**** Data records ****

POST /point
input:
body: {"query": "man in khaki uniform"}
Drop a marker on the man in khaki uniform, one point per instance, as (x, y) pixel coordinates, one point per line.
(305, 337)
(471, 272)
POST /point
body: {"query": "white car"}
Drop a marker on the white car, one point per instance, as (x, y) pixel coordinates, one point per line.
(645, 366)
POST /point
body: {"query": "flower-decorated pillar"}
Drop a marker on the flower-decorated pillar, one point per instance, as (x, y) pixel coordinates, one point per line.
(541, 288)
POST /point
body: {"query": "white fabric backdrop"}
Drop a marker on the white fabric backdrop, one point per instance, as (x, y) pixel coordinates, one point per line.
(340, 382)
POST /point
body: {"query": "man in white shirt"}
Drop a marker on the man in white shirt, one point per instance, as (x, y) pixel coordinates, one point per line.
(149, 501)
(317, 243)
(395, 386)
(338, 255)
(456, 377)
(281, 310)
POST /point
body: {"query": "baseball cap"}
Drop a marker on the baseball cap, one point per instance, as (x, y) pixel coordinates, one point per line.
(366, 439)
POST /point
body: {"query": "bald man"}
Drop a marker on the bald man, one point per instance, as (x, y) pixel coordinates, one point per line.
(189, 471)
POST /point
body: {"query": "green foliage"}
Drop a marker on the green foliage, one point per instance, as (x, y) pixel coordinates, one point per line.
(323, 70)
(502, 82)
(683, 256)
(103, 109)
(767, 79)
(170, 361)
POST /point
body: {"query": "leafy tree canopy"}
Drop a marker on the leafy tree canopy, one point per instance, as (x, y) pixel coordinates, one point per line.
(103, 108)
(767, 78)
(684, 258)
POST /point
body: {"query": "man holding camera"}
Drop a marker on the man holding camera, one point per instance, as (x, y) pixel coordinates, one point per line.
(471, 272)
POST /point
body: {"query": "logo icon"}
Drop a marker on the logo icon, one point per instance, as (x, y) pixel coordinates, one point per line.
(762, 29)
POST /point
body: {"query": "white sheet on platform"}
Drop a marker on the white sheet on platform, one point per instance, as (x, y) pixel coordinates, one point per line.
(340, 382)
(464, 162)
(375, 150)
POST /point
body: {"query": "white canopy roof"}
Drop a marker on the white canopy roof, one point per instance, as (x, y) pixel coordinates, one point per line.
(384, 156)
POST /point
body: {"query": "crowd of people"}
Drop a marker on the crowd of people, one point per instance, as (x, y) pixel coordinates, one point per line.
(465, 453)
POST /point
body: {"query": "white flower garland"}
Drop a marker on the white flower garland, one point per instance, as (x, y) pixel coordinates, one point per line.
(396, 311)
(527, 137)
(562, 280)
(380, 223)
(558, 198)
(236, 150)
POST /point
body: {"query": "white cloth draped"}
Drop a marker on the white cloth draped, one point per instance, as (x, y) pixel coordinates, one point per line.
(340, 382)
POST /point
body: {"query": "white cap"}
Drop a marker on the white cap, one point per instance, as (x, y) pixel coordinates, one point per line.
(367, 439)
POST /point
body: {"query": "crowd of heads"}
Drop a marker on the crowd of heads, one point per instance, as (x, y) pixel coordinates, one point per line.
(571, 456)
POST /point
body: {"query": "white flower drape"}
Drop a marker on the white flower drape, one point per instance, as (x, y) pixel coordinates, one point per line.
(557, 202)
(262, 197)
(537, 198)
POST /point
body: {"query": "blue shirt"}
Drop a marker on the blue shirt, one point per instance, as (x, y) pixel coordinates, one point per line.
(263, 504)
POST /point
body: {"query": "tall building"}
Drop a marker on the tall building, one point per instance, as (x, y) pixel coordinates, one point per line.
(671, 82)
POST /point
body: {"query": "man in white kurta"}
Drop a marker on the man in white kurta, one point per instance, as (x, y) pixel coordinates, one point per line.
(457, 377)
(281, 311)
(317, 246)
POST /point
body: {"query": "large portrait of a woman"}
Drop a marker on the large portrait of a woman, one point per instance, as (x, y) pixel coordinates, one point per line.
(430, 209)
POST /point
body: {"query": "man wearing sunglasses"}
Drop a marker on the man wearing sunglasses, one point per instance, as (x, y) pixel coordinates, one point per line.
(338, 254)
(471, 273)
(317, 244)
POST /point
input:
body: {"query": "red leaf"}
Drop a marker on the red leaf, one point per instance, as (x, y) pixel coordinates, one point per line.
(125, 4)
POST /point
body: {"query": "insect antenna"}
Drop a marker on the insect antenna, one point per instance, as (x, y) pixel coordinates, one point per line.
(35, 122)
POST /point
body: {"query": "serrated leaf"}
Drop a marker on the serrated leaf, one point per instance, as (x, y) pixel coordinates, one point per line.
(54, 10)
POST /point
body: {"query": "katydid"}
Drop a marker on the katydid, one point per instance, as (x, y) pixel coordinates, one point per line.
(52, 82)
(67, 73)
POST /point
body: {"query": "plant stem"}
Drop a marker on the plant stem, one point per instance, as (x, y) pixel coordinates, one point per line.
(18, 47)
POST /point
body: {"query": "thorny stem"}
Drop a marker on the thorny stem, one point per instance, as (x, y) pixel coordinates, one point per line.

****

> Stated goal
Extract all of the data shown above without alteration.

> Reply to the exercise
POST /point
input:
body: {"query": "man in khaki uniform"}
Drop a marker on the man in khaki uniform, one point per instance, as (x, y) pixel coordinates, one point per line.
(305, 337)
(471, 272)
POST /point
body: {"query": "white car"}
Drop a marker on the white car, one point per instance, as (x, y) pixel coordinates, one point per line.
(645, 366)
POST /point
body: {"query": "flower-decorated pillar"}
Drop a marker on the flower-decorated pillar, one point per instance, as (x, y) pixel coordinates, one point per line.
(541, 288)
POST /point
body: {"query": "white fabric backdrop"}
Drop a marker on the white fabric backdrop, one point per instance, as (x, y) pixel coordinates, one point per line.
(340, 382)
POST /point
body: {"query": "man in white shirt"}
Drop a marker on the man in white shirt, one point per instance, as (x, y) pixel coordinates, one point per line.
(149, 501)
(317, 243)
(395, 386)
(338, 255)
(456, 377)
(281, 310)
POST /point
body: {"query": "baseball cap"}
Drop a marker on the baseball cap, one point per instance, as (x, y) pixel coordinates, one point per line.
(366, 439)
POST /point
body: {"query": "bald man"}
Drop a marker on the bald man, one point per instance, as (x, y) pixel coordinates, one point per line.
(189, 471)
POST /point
body: {"query": "green foliage"}
Drop a marker on the green foliage, one point per instance, as (x, y) pixel coordinates, one point per line.
(323, 70)
(502, 82)
(683, 256)
(103, 109)
(767, 79)
(170, 361)
POST /point
body: {"query": "leafy tree canopy"}
Drop a marker on the leafy tree canopy, one point per instance, as (x, y) pixel coordinates, one point per line.
(103, 108)
(767, 78)
(684, 258)
POST /point
body: {"query": "man holding camera"}
Drop a marker on the man holding camera, one point per instance, as (x, y) pixel coordinates, one point per line.
(471, 272)
POST /point
body: {"query": "logo icon"}
Drop a marker on the logo icon, one point per instance, as (x, y) pixel coordinates, one point per line.
(762, 29)
POST /point
body: {"query": "white sheet on platform"}
Drop a marker on the white sheet on platform, one point per instance, as (x, y) pixel coordinates, one point per line.
(340, 382)
(464, 162)
(375, 150)
POST /point
body: {"query": "white canopy roof"}
Drop a marker on the white canopy roof, one point per instance, as (x, y) pixel coordinates, one point per line.
(384, 156)
POST /point
body: {"query": "crowd of people"}
Drop a marker on the crowd of people, one point per instance, as (x, y) pixel coordinates, one point per line.
(465, 453)
POST /point
body: {"query": "white flower garland"}
Drop a marker on the white flower garland, one point per instance, as (x, y) pixel coordinates, one point per line.
(396, 311)
(527, 137)
(562, 280)
(380, 223)
(558, 198)
(236, 150)
POST /point
body: {"query": "white cloth draped"}
Drop a marker on the white cloth draped, one point per instance, as (x, y) pixel coordinates, one point per line.
(340, 382)
POST /point
body: {"query": "white cap"}
Drop a marker on the white cap, one point per instance, as (x, y) pixel coordinates, one point per line.
(367, 439)
POST /point
body: {"query": "crowd of heads"}
Drop a marker on the crowd of heads, one point per instance, as (x, y) pixel coordinates, one point per line.
(571, 456)
POST /point
body: {"query": "white flower drape"}
Drop a marker on the white flower drape, one point per instance, as (x, y) pixel coordinates, one point per line.
(557, 202)
(262, 197)
(537, 198)
POST /point
body: {"query": "blue shirt"}
Drop a marker on the blue shirt, one point per instance, as (x, y) pixel coordinates, one point per line.
(263, 504)
POST /point
body: {"query": "tall building"}
Drop a marker on the tall building, one point per instance, as (x, y) pixel coordinates, one point per line.
(671, 82)
POST /point
body: {"query": "man in white kurta"}
Drop a marker on the man in white kurta, one point per instance, as (x, y) pixel coordinates, one point per line.
(457, 377)
(281, 311)
(317, 246)
POST /point
body: {"query": "large portrait of a woman"}
Drop a marker on the large portrait of a woman, one point per instance, as (x, y) pixel coordinates, one point per line.
(430, 209)
POST /point
body: {"query": "man wearing sunglasses"}
Drop a marker on the man wearing sunglasses, one point per instance, as (x, y) pixel coordinates, one point per line.
(338, 254)
(471, 273)
(317, 244)
POST /point
input:
body: {"query": "red leaf"}
Drop a marker on the red leaf, one point per instance, as (x, y) pixel coordinates, one point per line.
(125, 4)
POST /point
body: {"query": "insect antenna"}
Drop a marker on the insect antenna, one point per instance, as (x, y) pixel coordinates, one point per line.
(35, 122)
POST /point
body: {"query": "serrated leaf"}
Drop a marker on the serrated leaf, one point per instance, as (x, y) pixel coordinates, one point per line.
(54, 10)
POST /point
body: {"query": "katydid"}
Drop a marker on the katydid, one point per instance, as (x, y) pixel coordinates, one point per line.
(52, 82)
(67, 73)
POST /point
body: {"query": "plant stem"}
Drop a marker on the plant stem, one point per instance, as (x, y) pixel coordinates, one point per line.
(18, 47)
POST /point
body: {"query": "thorny stem"}
Drop a marker on the thorny stem, one point per instance, as (x, y) pixel coordinates, one point per line.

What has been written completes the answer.